• _WORK TO COMPLETE_: Every line of the material is to be quoted verbatim, minus the pictures.

• _RECORDS FOR PROCESSING_:

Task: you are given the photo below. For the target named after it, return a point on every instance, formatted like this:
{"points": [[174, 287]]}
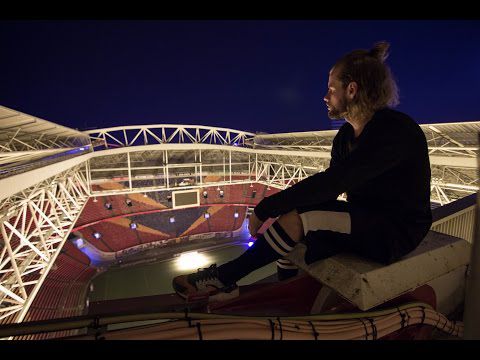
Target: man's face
{"points": [[335, 98]]}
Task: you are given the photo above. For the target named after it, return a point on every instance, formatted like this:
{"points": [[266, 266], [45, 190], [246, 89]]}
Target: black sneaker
{"points": [[204, 284]]}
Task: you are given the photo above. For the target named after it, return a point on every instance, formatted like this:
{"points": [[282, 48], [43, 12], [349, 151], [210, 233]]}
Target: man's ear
{"points": [[352, 89]]}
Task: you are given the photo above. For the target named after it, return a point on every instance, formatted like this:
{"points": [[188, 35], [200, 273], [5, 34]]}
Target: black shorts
{"points": [[338, 226]]}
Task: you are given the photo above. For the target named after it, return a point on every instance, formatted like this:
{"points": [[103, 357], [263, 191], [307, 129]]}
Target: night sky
{"points": [[255, 75]]}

• _CORRECT RESULT_:
Task: you are given the photo below. For the target named after it, return a point on every instance, formatted like this:
{"points": [[174, 287]]}
Target: man's face
{"points": [[335, 98]]}
Task: you are given the photo above. For the target named after it, return a point on every instance, formatted like this:
{"points": [[266, 266], [45, 190], [246, 89]]}
Target: black sneaker
{"points": [[204, 284]]}
Task: you are given the photo above. For the target named after it, return a point on every instance, formatted like this:
{"points": [[282, 48], [43, 12], [349, 151], [210, 233]]}
Target: man's ear
{"points": [[352, 89]]}
Task: you are given the photo above. For the target named after it, return a point on every instance, formatted like this:
{"points": [[188, 35], [200, 273], [5, 34]]}
Target: black shorts
{"points": [[338, 226]]}
Task: you are given the photo above. For the target named after it, return a point on every instance, formatted like this:
{"points": [[103, 357], [263, 191], [307, 129]]}
Target: night sky
{"points": [[255, 75]]}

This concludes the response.